### WORK INSTRUCTION 1:
Rewrite everything in the passage on resilience from "In this way, Russell" down to "to Seligman) flourishing.", putting "compassion" in place of "empathy".
### WORK INSTRUCTION 2:
In the passage on resilience, what does Russell propose resilience remains until the processes of dynamic change release it?
### WORK INSTRUCTION 3:
Carry the passage on resilience further, picking up after its last sentence.

Nothing new here about creating a safe environment in which defenses that provide avoidance are softened and anxiety quietened. This can apply to a 6’10” basketball player as much as anyone else. Resistance and avoidance wane as the patient heals. Here the polyvagal theory of emotion is the latest meme to be integrated, as in Stephen Porges and the need for others, as per Cozolino, to enable the resilient client to self-regulate.
In this way, Russell proposes that resilience remains a potential until released by the processes of dynamic change, or the promise of transformation (in the Watzlawick and Weakling sense now), and highly dependent on empathy (Rogers and the Self-Determination and Motivational Theory sense), in themselves very precise methods, and hence evidence based or at least subject to establishing those parameters). The next chapter is thus a more sometimes overwhelming integration of these values, but done in a very skilled set of writings. Resilience in the above fashion is dynamic and changing, transformative, and hence frightening as a path towards (back to Seligman) flourishing.

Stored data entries
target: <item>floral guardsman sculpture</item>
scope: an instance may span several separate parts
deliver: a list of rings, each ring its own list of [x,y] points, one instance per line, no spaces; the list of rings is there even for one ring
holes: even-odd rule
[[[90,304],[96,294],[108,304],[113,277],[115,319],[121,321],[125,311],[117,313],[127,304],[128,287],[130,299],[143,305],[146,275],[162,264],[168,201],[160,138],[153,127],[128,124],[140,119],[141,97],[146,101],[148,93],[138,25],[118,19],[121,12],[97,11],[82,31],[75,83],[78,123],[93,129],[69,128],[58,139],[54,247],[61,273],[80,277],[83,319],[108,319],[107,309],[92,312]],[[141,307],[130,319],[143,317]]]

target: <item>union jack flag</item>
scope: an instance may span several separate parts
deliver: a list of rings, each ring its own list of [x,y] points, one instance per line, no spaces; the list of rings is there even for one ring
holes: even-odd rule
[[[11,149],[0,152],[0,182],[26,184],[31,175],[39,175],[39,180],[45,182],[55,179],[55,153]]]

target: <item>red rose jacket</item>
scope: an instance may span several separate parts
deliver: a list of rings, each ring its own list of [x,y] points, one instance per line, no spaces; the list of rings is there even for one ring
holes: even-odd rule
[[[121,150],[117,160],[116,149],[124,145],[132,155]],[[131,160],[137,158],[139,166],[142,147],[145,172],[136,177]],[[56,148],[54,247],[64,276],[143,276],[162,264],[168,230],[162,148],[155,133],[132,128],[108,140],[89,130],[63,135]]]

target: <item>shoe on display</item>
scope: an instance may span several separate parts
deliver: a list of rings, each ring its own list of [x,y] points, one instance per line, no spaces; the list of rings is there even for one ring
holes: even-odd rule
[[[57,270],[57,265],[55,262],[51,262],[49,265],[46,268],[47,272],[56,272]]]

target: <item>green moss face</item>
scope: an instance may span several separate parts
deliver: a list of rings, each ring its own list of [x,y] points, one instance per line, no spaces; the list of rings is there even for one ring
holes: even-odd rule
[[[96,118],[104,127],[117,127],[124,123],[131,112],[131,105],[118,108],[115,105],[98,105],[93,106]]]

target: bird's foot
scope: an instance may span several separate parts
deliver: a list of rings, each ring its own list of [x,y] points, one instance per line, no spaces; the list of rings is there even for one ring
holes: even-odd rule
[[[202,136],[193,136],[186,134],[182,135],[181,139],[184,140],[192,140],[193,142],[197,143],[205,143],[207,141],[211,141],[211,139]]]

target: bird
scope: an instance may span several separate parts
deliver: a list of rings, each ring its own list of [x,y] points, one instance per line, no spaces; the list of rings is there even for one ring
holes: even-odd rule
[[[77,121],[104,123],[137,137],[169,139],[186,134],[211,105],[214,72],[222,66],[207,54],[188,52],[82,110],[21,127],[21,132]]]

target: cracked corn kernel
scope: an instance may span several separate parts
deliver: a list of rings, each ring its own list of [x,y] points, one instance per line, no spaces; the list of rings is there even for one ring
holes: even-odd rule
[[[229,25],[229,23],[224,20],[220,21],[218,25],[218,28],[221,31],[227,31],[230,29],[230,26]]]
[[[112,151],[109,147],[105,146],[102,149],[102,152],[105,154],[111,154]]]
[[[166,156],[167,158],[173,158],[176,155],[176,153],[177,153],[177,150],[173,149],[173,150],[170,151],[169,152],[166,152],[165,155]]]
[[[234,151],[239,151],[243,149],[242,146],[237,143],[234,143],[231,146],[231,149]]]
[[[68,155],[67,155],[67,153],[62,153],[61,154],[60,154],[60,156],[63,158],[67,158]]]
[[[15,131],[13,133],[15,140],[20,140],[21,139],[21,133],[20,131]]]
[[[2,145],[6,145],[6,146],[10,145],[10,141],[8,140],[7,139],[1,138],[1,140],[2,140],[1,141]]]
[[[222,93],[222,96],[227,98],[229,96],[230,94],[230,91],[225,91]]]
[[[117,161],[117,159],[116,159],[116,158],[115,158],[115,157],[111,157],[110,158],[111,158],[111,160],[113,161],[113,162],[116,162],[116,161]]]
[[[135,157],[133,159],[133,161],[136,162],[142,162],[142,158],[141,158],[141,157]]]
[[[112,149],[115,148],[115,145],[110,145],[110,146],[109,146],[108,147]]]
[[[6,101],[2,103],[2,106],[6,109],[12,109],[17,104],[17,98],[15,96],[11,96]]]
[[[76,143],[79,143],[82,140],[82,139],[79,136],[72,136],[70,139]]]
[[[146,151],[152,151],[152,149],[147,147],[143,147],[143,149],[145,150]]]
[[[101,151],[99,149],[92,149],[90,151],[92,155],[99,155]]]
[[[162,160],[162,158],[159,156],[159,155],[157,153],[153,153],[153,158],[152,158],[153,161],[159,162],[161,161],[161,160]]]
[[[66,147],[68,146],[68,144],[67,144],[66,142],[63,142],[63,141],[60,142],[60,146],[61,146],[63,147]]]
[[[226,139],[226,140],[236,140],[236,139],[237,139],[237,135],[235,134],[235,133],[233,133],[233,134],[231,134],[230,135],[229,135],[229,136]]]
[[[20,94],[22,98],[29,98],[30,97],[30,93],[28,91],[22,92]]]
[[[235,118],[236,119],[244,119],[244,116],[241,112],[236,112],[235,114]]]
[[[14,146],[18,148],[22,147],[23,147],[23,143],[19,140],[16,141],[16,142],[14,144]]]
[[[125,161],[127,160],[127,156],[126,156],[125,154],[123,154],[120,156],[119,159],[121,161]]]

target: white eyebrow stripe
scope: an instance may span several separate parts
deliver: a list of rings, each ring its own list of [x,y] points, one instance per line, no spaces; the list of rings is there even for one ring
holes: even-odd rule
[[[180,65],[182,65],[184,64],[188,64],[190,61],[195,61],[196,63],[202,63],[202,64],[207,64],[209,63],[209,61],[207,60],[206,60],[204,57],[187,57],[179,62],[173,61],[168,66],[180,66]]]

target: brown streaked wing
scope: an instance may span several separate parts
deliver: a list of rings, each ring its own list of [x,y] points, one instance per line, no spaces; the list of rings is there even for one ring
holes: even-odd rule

### ANSWER SPACE 1:
In this way, Russell proposes that resilience remains a potential until released by the processes of dynamic change, or the promise of transformation (in the Watzlawick and Weakling sense now), and highly dependent on compassion (Rogers and the Self-Determination and Motivational Theory sense), in themselves very precise methods, and hence evidence based or at least subject to establishing those parameters). The next chapter is thus a more sometimes overwhelming integration of these values, but done in a very skilled set of writings. Resilience in the above fashion is dynamic and changing, transformative, and hence frightening as a path towards (back to Seligman) flourishing.

### ANSWER SPACE 2:
A potential.

### ANSWER SPACE 3:
Once again a new work has emerged with nothing truly new, but with a magnificent integration of the established wisdom of psychotherapy (for a ‘change’). This means focusing the practice of clinical psychotherapy on the dynamics of change, how change is supported by empathy, how attachment disorders or issues once again dominate the thinking of psychotherapy, how relationships that are warm and empathic support client resilience and not dependency, how transformation is painful but yet done in the presence of supportive other(s), and how to facilitate a safe and warm context in which the client encounters their own resolve to change. And Russell does it well. Resilience is felt to be a given, but not static, and hence is a form of homeostasis which when resorted is dynamic and leads to a sense of flourishing rather than just surviving at a sustained level. This gives breadth and depth to the concept, and this book operationalizes Resilience by drawing on the established knowledge base of psychotherapy, and no CBT in sight.
Highly recommended for the modern therapist, and for those who delightedly recognise how Russell got there in the first place.
© 2016 Roy Sugarman
Roy Sugarman PhD, Director: Applied Neuroscience, Performance Innovation Team, EXOS USA.